INFORMATION SHOWN
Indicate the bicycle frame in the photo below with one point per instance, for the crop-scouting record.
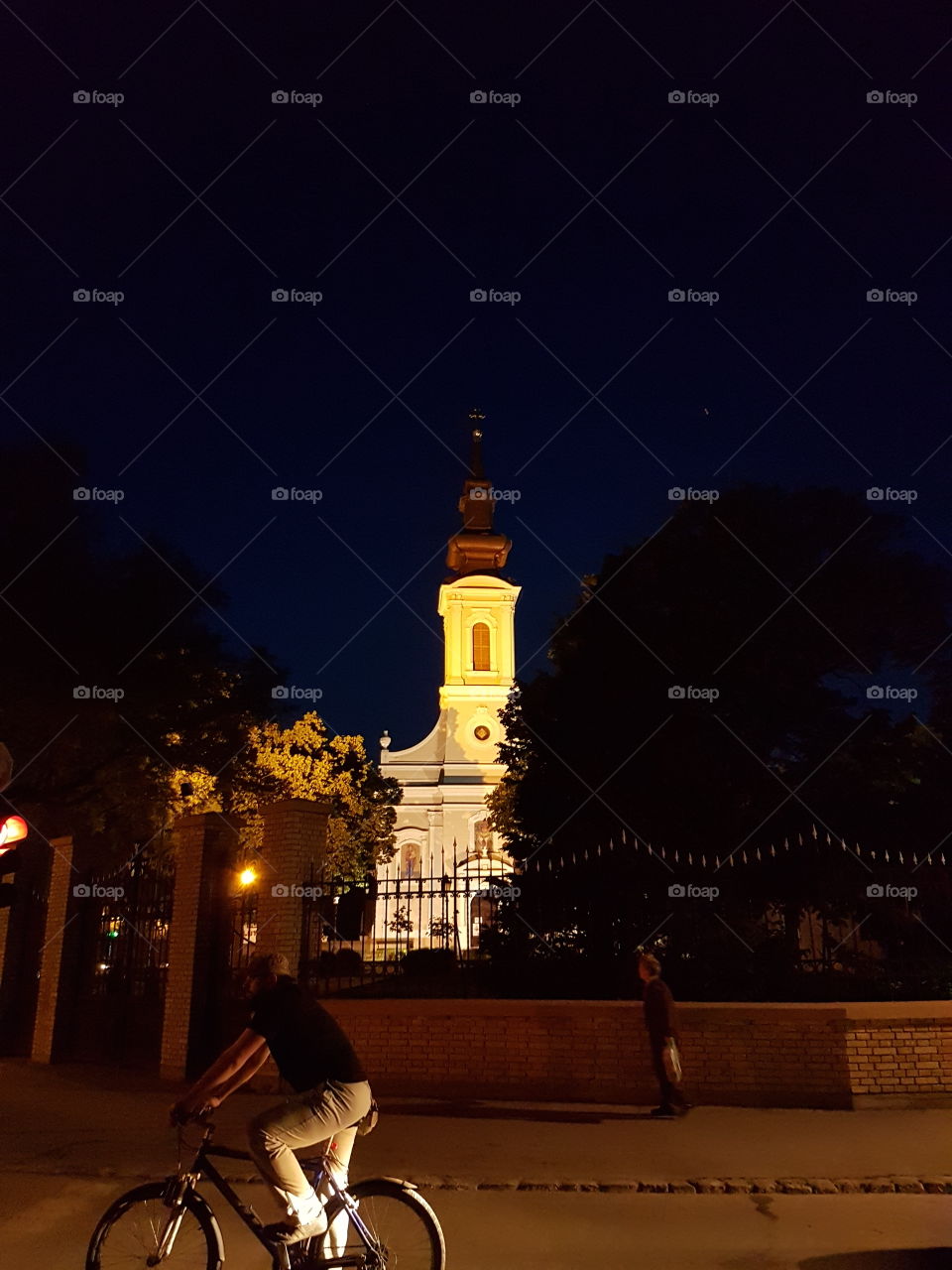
(318, 1169)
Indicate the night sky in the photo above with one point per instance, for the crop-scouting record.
(593, 197)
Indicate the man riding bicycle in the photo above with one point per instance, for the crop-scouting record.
(315, 1057)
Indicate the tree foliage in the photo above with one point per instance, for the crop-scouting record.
(303, 761)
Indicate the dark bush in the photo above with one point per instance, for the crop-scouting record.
(349, 961)
(428, 961)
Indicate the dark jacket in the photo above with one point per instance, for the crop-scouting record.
(660, 1014)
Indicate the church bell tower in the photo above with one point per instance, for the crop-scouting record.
(447, 778)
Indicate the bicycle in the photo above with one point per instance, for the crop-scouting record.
(377, 1224)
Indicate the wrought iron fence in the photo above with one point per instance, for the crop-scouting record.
(356, 935)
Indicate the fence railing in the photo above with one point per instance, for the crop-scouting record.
(358, 934)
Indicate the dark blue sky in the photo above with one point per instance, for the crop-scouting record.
(791, 197)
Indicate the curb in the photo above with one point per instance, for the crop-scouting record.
(933, 1185)
(936, 1184)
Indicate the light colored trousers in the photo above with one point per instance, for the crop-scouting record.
(329, 1111)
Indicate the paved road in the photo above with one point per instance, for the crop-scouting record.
(46, 1224)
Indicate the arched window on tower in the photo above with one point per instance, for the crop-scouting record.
(480, 647)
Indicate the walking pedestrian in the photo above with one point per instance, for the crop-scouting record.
(661, 1024)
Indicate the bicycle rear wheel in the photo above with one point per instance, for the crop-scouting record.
(403, 1225)
(130, 1232)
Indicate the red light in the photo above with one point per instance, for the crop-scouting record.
(12, 829)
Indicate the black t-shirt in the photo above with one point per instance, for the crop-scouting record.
(307, 1044)
(660, 1015)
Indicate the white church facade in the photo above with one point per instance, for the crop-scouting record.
(442, 829)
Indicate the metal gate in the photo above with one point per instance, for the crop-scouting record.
(122, 942)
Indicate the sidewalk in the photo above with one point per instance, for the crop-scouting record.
(104, 1123)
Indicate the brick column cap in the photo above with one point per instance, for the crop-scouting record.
(307, 806)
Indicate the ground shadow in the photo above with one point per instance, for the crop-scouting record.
(884, 1259)
(479, 1111)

AIM
Could you reproduce, word for word, the records from the line containing "Indicate the dark jacket" up to and including the line containing "(377, 1224)"?

RESULT OF THE EXERCISE
Indicate the dark jacket in the photo above with one point per instance, for the crop-scouting record.
(660, 1014)
Indicate the church bell tower in the photo above with one point per instance, for the crop-scouting record.
(447, 778)
Indicate the bicycle in the photo above with one point per instance, for the crop-scouting record.
(377, 1224)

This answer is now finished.